## Stated task A
Please translate this sentence from the RYM ratings analysis into Spanish: "The profile of the RYM Rating against Ranking is linear each year."
## Stated task B
Pick up the RYM ratings analysis after its last sentence and write what comes next.

## Page extract
^^^^
The RYM Rating Intercept is roughly constant during the pre-RYM era, while the RYM Rating Falloff decreases in magnitude towards the post-RYM era. This indicates that the perception of music for this time did not change significantly, but as the years drew closer to RYM's launch the top-1000 ranking became more competitive.

Post-RYM Era

In the years since RYM's launch, on average the magnitude of the RYM Rating has decreased every year, however, competitiveness for a place in the top-1000 ranking has remained at the peak observed when RYM launched.

Analytical Observations

This analysis yields three significant observations regarding the quality of music released over time. The first two observations are either consistent with the null hypothesis or can be reasonably excused. However, the third observation is not consistent with the null hypothesis and is more difficult to justify.

Observation #1

The profile of the RYM Rating against Ranking is linear each year. This is consistent with the null hypothesis.

Observation #2

The top-1000 Ranking is less competitive for albums released in the pre-RYM era, a trend which is stronger for older albums. This is not consistent with the null hypothesis, however, this observation is reasonably excused by the assumption that older albums are less likely to be remembered by post-RYM era reviewers, and so they are less likely to rank in the top-1000, thus driving down the competition. To compound this, older albums can also be less available via modern streaming platforms.
^^^^
## Data
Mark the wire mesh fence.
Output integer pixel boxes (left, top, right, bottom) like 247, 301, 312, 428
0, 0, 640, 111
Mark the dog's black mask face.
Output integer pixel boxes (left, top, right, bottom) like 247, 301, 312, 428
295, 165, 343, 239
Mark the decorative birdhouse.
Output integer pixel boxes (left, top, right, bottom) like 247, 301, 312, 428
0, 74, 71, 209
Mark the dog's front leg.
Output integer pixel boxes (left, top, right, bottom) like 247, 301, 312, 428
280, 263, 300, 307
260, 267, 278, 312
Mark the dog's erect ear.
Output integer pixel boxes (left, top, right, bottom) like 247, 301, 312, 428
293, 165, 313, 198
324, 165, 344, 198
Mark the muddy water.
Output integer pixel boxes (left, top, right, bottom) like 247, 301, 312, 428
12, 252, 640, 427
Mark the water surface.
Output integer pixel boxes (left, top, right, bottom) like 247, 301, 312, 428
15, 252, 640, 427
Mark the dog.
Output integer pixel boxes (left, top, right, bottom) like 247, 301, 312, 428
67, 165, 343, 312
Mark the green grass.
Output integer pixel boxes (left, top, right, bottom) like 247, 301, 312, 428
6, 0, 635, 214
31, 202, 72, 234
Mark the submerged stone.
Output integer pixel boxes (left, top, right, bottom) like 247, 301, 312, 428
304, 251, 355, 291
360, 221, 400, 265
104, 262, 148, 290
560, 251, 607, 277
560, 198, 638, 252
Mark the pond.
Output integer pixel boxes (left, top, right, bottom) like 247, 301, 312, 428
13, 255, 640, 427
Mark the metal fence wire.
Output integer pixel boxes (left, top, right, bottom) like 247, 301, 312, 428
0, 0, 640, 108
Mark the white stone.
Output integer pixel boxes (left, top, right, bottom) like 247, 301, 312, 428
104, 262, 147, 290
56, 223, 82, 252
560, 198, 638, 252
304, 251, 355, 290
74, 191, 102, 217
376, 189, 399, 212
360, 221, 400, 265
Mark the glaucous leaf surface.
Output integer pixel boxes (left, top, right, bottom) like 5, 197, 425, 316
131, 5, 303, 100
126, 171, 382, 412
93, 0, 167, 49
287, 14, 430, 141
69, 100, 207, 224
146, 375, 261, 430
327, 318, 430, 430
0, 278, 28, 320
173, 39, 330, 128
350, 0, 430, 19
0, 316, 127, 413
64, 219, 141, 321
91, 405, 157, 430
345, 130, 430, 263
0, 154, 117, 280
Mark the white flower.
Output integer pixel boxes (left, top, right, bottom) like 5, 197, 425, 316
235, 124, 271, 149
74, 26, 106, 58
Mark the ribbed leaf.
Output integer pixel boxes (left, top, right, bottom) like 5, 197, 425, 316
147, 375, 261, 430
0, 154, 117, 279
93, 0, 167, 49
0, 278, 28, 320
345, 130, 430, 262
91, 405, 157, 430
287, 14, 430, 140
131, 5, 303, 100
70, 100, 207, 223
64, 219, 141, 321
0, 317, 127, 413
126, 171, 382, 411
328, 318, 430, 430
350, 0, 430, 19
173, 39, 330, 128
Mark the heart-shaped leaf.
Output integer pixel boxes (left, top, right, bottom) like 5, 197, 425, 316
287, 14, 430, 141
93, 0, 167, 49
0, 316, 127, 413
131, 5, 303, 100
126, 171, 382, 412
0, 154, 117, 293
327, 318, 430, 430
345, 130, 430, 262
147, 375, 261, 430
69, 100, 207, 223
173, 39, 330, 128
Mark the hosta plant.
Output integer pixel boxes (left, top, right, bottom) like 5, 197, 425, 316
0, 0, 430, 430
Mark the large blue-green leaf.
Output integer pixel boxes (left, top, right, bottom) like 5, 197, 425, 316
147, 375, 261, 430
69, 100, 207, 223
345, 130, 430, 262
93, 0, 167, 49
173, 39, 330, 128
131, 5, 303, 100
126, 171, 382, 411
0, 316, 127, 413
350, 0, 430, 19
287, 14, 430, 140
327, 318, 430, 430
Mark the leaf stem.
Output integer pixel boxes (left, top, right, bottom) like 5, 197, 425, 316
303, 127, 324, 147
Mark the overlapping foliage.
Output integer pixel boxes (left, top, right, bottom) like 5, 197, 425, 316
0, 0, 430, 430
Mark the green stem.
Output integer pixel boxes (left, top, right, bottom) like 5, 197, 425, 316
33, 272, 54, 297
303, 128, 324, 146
^^^^
## Exercise output A
El perfil del RYM Rating frente al Ranking es lineal cada año.

## Exercise output B
Observation #3

The post-RYM era has seen a sharp decline in the average RYM Rating given to albums ranking in the top-1000 for each year. That is, the performance of an album released in the post-RYM era seems to be inversely proportional to its age. This is also inconsistent with the null hypothesis, however, unlike Observation #2, this observation is not so easily excused.

A Detailed Look at Observation #3

Indexation Age

Because neither the RYM Rating nor the top-1000 Rankings are static, Observation #3 raises a critical question: What is the behaviour of an album throughout its indexation by RYM? This is not something that is easily revealed from this dataset, as it is a snapshot of RYM at a single point in its history. However, the age of each album indexed by RYM is not the same as its indexation age (the length of time it has been indexed) as an album can only have been indexed after RYM was launched. Assuming that all albums released during the pre-RYM era have the same index age (the same age as RYM), Observation #3 would suggest that an album's RYM Rating increases with its index-age. Because the dataset is a snapshot in time, it is not known if there is a limit to this effect.

Assuming the null hypothesis, it would be desirable to correct for this effect. This idea is explored in Aaron Levine's 2016 analysis of RYM data. Levine hypothesised:

We know which albums from 60's and 70's are classics and rate them appropriately. Albums that were added after RYM went online are fiercely debated and the average rating declines accordingly. This will be supported if average rating declines after RYM launched.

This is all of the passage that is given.